(Photo labels with bounding boxes)
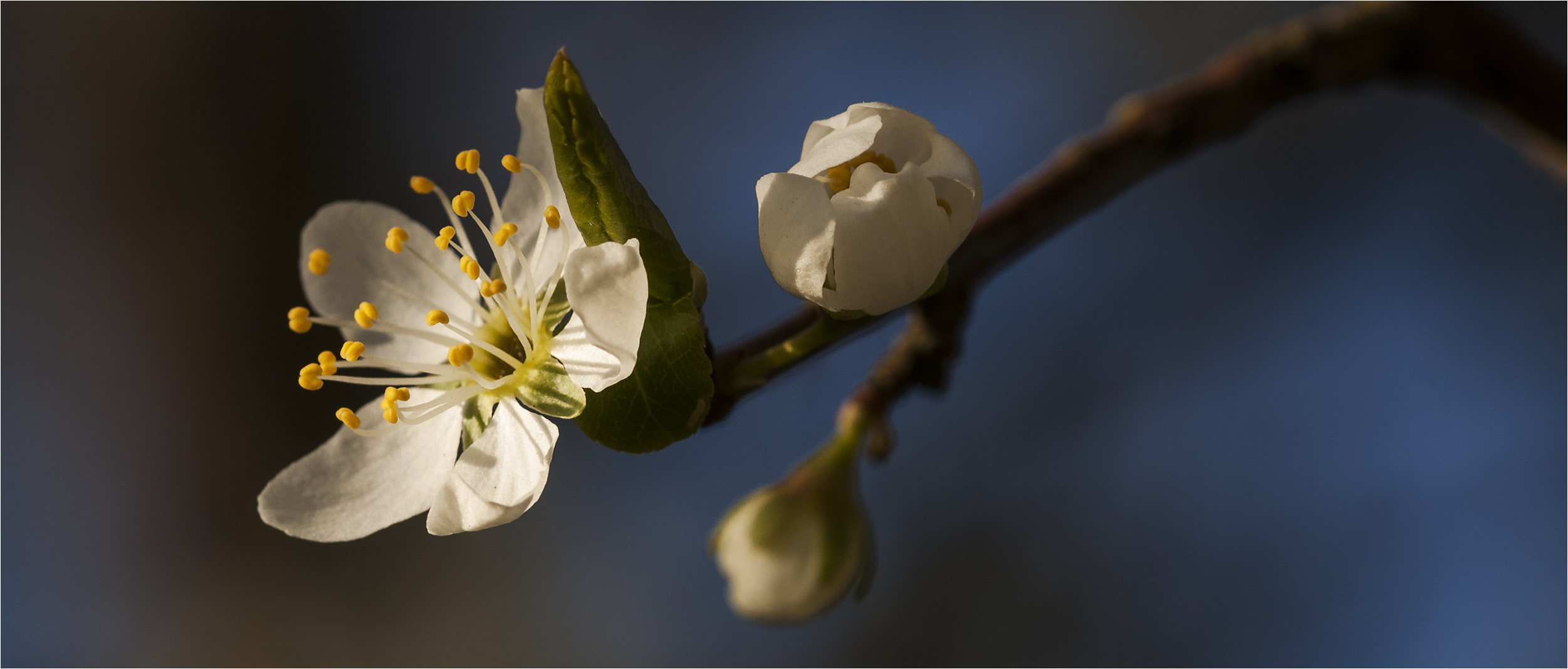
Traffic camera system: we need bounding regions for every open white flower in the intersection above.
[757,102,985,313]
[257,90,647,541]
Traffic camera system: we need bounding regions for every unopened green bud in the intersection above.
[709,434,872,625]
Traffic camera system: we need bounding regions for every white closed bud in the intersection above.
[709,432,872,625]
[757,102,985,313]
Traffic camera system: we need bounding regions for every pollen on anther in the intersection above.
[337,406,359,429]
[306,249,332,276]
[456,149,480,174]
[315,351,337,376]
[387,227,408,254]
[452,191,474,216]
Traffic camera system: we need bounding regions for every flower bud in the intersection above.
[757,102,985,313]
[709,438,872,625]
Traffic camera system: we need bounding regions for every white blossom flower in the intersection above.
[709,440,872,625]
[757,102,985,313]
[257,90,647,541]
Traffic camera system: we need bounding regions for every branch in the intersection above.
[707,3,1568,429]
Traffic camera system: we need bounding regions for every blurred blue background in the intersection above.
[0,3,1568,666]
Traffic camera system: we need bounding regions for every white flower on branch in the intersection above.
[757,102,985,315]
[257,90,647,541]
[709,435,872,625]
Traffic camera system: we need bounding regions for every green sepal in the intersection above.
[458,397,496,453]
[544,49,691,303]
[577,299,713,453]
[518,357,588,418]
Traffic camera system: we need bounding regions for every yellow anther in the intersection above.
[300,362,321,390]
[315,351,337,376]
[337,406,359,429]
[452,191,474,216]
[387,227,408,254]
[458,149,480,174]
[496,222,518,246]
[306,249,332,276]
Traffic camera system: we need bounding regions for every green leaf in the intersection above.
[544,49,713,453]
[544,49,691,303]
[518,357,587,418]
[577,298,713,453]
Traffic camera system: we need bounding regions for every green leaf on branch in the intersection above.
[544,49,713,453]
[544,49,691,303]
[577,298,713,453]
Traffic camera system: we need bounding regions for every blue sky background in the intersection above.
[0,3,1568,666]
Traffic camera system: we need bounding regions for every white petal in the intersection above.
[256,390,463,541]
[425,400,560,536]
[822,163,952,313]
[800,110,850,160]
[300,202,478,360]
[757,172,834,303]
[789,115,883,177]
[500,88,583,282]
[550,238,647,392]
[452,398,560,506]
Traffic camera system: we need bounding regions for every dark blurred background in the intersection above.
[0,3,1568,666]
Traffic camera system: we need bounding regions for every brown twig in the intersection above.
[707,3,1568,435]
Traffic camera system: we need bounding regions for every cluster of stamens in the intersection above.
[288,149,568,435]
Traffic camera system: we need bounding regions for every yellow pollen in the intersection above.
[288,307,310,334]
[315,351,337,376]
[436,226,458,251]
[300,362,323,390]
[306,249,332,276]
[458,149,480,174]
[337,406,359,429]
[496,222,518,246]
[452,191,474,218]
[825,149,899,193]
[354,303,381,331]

## [Given instruction]
Report every line of the listing that contains the word "yellow".

## [Result of this exercise]
Traffic camera system: we need bounding regions for every yellow anther in the intersection above.
Traffic camera system: we need bounding regions for every yellow pollen in the intersection above.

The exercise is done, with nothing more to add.